Segment Start: EXERCISE PASSAGE
Prior to his promotion to sergeant, Loughman was the family liaison investigator for the MPD. As part of his duties, he responded to financial crimes against the elderly, he said. During his time in this role (four years), he said there were a couple large exploitation cases that came to the detective bureau.
“A lot of those cases are handled at the patrol level, but when it gets up to tens of thousands of dollars, that’s when we (the detective bureau) get involved,” he said.
Sometimes people call the police to report suspected elder abuse or exploitation, Loughman said.
“If we believe that there’s something going on, we’ll contact Adult Protective Services to help get this person the services that they need, either financial or if they can’t take care of themselves,” he said. “They’ll help them get the resources they need to help make sure they’re OK.”
Starting Sept. 29 of this year, the state is adding categories of individuals and entities that have “reasonable cause to believe that an adult is being abused, neglected, or exploited, or is in a condition which is the result of abuse, neglect, or exploitation” to the list of those required to report such belief to the county department of job and family services, according to Ohio Revised Code 5101.63.
“There's a list of mandatory reporters currently under the Ohio Revised Code which includes folks like nurses, doctors, medical health professionals, attorneys, social workers and various other categories,” said Richland County Probate Judge Philip Mayer. “The law has been amended, and effective Sept. 29, 2018, there's a much more comprehensive group of folks that have mandatory report obligations.”
Added to the list are pharmacists, dialysis technicians, real estate brokers, certified public accountants, firefighters, among others.
As a service to the community, professionals from Richland County APS are available to speak and present information to local organizations and community partners regarding abuse, neglect, and exploitation. Presentations can be designed to fit your needs and may include opportunities for activities and questions.
Likewise, Judge Mayer, who is a member of the Statewide Adult Protective Services Advisory Committee, is happy to impart his knowledge of adult protective services to others.
“I welcome anybody to reach out,” he said. “I think part of the job of a judge who's elected by the folks in the county is to educate.”
Mayer is involved in training and appointing guardians through his work in probate court.
According to the Richland County Probate Court website, guardians are meant to protect, make decisions for, and act for a person in need of a guardian. A guardian may be appointed either as a guardian of the person, a guardian of the estate, or both.
Mayer is serious about ensuring the protection of those most vulnerable and is excited to see efforts being done to aid in this endeavor.
This includes the formation of the local interdisciplinary team (I-Team).
In 2015, the state began requiring counties to form I-Teams to enhance adult protective services with such members as APS caseworkers, the authorities and social service and legal representatives.
“Seeing it develop — we still got a ways to go — but it's exciting, and I think it'll provide a much higher level of service to our people who require it and keep them in a position where their money's (secure), and they’re not being exploited,” Mayer said.
He hopes to see the I-Team expand to include representatives of many different fields, that way “you have the people who provide specific services together that can review a situation and maybe instead of having to go to court and get an adult protective service order from me, the judge, they’ll do it voluntarily because things are working better.”
Richland County JFS director Sharlene Neumann shares Mayer’s sentiments and looks forward to the group’s continued progress.
“Our focus has been training,” Neumann said. “I think our next step will be to literally get in a room and work through cases before something happens, so that is going to be kind of a philosophy change where we’ll combine training, as well as a team of people working the actual cases. Right now it's more we get the referral and then we are contacting people and reacting.
“This is more of a proactive approach, and I think that's our future.”
Segment End: EXERCISE PASSAGE
Segment Start: ENTRIES SHOWN
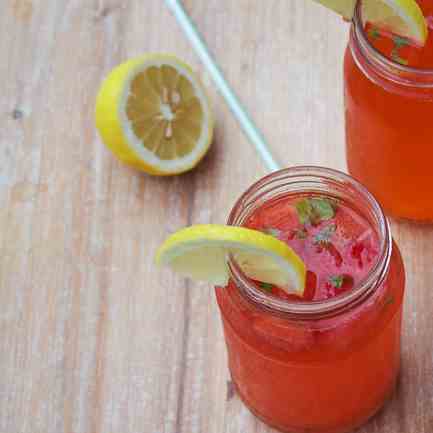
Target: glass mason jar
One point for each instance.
(322, 366)
(389, 132)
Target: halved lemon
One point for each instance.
Segment End: ENTRIES SHOWN
[TASK INSTRUCTIONS]
Return the part of the article on elder abuse reporting from "Likewise, Judge Mayer, who" to "estate, or both.", copied word for word. Nothing in the listing is needed here.

[ANSWER SECTION]
Likewise, Judge Mayer, who is a member of the Statewide Adult Protective Services Advisory Committee, is happy to impart his knowledge of adult protective services to others.
“I welcome anybody to reach out,” he said. “I think part of the job of a judge who's elected by the folks in the county is to educate.”
Mayer is involved in training and appointing guardians through his work in probate court.
According to the Richland County Probate Court website, guardians are meant to protect, make decisions for, and act for a person in need of a guardian. A guardian may be appointed either as a guardian of the person, a guardian of the estate, or both.